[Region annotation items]
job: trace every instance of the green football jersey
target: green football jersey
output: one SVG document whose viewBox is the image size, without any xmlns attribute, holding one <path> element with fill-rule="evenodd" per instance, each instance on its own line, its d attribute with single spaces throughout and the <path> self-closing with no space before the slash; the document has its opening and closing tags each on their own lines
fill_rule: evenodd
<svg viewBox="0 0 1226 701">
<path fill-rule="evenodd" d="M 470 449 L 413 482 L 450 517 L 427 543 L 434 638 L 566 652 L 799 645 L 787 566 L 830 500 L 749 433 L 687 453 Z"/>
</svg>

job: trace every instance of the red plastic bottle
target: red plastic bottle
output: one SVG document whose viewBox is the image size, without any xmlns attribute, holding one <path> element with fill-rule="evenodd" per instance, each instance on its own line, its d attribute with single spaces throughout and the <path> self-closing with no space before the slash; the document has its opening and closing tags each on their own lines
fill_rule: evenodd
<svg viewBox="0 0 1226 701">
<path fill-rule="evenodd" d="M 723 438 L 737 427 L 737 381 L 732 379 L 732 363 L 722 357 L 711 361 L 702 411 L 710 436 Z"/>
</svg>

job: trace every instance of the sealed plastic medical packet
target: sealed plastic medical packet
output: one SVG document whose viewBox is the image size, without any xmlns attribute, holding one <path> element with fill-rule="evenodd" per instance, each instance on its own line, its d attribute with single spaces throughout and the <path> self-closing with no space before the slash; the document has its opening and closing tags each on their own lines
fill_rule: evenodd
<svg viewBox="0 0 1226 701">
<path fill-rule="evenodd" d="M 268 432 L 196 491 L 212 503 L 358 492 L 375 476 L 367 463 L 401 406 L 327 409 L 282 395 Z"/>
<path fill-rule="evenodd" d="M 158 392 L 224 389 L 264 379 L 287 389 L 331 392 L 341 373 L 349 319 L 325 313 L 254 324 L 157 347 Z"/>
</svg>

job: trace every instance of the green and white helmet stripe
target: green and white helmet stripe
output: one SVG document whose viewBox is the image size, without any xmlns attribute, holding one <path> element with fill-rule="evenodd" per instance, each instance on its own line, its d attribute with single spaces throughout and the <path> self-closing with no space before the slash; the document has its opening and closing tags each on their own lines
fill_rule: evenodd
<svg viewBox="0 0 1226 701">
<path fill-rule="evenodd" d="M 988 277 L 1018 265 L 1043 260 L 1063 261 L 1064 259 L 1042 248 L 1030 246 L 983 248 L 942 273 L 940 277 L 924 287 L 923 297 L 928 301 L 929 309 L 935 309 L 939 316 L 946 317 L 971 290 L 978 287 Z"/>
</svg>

What the task asks >>
Type the whole listing again, unaltered.

Correct output >>
job: trace every instance of the green football jersey
target: green football jersey
output: one SVG document whose viewBox is the image size, without any xmlns attribute, holding one <path> element with fill-rule="evenodd" per instance, each instance on its own line, its d attribute with single spaces throughout and the <path> self-closing with no space before the slash; the document has its opening and closing tags each on their own lines
fill_rule: evenodd
<svg viewBox="0 0 1226 701">
<path fill-rule="evenodd" d="M 470 449 L 413 482 L 450 517 L 427 543 L 434 638 L 566 652 L 799 645 L 787 566 L 830 500 L 749 433 L 687 453 Z"/>
</svg>

job: trace every instance of the red plastic bottle
target: red plastic bottle
output: one SVG document whose viewBox is the image size, without any xmlns attribute, holding one <path> element with fill-rule="evenodd" per instance, each instance on its own line, its d attribute with single spaces throughout and the <path> self-closing with no space before the slash; the document has its opening and closing tags each on their own lines
fill_rule: evenodd
<svg viewBox="0 0 1226 701">
<path fill-rule="evenodd" d="M 723 438 L 737 427 L 737 381 L 732 379 L 732 363 L 722 357 L 711 361 L 702 411 L 710 436 Z"/>
</svg>

job: trace every instance of the sealed plastic medical packet
target: sealed plastic medical packet
output: one SVG document whose viewBox is the image size, without any xmlns attribute, holding one <path> element with fill-rule="evenodd" per instance, each instance on its own line, its d attribute with single spaces throughout and the <path> self-closing with no space before the slash; the document has its opening and closing tags each on their own lines
fill_rule: evenodd
<svg viewBox="0 0 1226 701">
<path fill-rule="evenodd" d="M 268 432 L 196 491 L 212 503 L 358 492 L 375 476 L 367 463 L 401 406 L 327 409 L 282 395 Z"/>
<path fill-rule="evenodd" d="M 158 392 L 224 389 L 264 379 L 287 389 L 331 392 L 341 373 L 349 319 L 325 313 L 254 324 L 157 347 Z"/>
</svg>

job: trace every instance of the green and white helmet stripe
target: green and white helmet stripe
output: one SVG document whose viewBox is the image size, without any xmlns attribute, holding one <path> element with fill-rule="evenodd" per instance, each instance on its own line, its d attribute with single spaces throughout and the <path> self-closing with no space before the slash; the document has its opening and closing tags each on their own lines
fill_rule: evenodd
<svg viewBox="0 0 1226 701">
<path fill-rule="evenodd" d="M 988 277 L 1018 265 L 1043 260 L 1063 261 L 1064 259 L 1042 248 L 1030 246 L 983 248 L 942 273 L 940 277 L 924 287 L 923 297 L 928 301 L 929 309 L 935 309 L 939 316 L 946 317 L 971 290 L 978 287 Z"/>
</svg>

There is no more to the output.